Quote each line exactly, from the line that contains "the wooden platform" down to the last line of the listing, and no other lines.

----- Exercise input -----

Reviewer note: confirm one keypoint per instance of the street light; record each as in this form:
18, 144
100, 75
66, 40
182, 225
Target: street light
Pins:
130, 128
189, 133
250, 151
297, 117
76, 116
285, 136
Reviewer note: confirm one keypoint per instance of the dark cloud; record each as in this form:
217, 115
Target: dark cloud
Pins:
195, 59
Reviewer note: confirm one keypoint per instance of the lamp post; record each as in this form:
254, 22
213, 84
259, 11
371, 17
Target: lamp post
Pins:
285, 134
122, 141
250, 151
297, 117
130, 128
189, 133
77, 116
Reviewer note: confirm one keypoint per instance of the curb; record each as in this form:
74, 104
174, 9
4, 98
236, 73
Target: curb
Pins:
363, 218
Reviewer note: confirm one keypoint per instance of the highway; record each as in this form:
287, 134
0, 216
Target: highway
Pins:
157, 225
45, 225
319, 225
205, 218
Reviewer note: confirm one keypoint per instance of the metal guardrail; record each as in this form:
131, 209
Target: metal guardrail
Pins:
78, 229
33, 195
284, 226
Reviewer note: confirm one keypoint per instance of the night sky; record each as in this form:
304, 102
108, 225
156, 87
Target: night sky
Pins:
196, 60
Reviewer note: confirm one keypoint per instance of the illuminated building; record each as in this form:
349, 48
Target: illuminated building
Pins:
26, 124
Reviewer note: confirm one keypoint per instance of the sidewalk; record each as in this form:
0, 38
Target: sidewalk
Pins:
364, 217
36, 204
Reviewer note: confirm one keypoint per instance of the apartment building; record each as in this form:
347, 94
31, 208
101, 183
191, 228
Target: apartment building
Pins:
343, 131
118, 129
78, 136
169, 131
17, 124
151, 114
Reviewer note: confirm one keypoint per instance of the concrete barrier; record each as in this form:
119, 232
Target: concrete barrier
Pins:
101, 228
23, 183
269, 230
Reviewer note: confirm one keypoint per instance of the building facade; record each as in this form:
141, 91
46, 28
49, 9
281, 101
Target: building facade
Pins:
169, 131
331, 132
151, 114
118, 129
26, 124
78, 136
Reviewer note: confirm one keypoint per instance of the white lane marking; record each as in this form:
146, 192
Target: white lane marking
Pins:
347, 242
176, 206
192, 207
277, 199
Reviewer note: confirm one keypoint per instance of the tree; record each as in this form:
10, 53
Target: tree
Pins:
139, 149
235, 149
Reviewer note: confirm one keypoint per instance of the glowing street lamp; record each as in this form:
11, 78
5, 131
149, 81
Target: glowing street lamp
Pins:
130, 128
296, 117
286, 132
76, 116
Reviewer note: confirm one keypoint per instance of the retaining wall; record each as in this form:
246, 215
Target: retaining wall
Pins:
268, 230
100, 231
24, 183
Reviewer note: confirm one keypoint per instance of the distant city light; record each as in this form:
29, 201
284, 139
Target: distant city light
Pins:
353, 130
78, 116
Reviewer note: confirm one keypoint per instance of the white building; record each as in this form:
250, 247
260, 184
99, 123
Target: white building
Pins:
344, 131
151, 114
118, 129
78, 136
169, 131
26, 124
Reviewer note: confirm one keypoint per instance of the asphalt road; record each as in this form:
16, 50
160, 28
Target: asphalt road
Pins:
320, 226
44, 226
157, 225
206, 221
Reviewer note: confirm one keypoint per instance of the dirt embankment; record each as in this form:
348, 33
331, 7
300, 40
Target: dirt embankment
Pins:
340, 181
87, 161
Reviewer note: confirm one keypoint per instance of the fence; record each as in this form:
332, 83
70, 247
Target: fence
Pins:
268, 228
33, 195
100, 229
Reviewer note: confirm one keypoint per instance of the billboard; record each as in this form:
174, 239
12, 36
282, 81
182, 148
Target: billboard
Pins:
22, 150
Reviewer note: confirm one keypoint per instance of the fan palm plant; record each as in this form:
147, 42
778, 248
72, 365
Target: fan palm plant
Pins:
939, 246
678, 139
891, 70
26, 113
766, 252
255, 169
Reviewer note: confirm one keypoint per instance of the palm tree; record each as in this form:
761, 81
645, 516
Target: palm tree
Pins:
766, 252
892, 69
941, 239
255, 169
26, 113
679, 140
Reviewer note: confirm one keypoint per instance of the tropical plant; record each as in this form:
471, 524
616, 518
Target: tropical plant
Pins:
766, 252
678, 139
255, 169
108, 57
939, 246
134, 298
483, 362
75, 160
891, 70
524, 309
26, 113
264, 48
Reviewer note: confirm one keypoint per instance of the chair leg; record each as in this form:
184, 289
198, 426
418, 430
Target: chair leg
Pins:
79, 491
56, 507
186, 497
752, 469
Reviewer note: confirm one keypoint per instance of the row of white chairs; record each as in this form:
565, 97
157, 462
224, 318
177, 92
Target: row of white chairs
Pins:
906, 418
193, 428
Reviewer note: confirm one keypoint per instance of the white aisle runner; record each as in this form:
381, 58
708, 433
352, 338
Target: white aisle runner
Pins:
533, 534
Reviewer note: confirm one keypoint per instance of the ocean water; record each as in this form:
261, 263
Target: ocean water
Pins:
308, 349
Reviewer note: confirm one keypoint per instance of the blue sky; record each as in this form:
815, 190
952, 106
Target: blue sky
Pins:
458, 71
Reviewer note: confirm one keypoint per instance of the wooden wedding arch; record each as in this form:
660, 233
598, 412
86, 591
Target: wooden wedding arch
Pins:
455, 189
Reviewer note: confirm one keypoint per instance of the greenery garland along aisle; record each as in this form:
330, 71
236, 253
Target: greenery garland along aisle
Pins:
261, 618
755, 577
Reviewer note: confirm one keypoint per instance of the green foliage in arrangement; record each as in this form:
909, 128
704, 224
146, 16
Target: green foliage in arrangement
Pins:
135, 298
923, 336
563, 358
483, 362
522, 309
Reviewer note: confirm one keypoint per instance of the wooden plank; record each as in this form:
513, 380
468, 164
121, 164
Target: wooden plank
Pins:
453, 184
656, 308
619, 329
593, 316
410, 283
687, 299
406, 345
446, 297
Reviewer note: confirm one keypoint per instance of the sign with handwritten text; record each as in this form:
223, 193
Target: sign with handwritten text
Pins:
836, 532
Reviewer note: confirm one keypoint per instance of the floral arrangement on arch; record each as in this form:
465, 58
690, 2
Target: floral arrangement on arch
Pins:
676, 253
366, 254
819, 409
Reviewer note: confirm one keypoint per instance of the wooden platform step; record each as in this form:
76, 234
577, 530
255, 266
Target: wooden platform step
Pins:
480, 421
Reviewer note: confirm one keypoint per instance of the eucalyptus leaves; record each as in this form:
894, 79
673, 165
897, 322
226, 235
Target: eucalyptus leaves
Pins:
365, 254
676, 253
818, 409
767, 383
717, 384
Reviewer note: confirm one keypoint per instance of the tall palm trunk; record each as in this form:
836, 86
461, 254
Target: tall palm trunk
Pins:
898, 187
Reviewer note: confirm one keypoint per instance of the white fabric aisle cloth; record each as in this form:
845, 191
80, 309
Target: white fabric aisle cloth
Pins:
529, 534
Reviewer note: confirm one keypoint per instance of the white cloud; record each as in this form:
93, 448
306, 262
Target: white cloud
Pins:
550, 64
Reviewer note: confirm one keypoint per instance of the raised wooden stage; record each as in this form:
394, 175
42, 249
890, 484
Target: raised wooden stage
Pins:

-----

_Full answer_
Reviewer note: confirm one keypoint per instance of the wooden platform step; record each as in this form:
76, 234
577, 530
255, 266
Target: wooden platform step
Pins:
480, 421
Reviewer note: confirm one keypoint per instance of the eucalyptus leaves; record each as in this form:
894, 79
673, 165
897, 322
226, 235
Target: eucalyptus leaves
Pins:
365, 254
676, 253
818, 409
767, 383
717, 384
Reviewer note: confirm one keypoint per instance of the tall palm trunk; record each as in this form:
836, 86
461, 254
Target: tall palm trunk
Pins:
898, 187
Reviewer note: confirm one keypoint per instance of the white fabric aisle cloth; record each as in this form:
845, 191
80, 309
Target: white fabric aisle cloth
Pins:
529, 534
Reviewer note: confirm one keypoint per instance of the white cloud; record each as in this form:
93, 448
306, 262
Target: white cloud
Pins:
550, 64
Reviewer note: confirm one keypoint per instance of the raised wooden stage; record each as in this form:
394, 175
42, 249
890, 484
Target: raised wooden stage
Pins:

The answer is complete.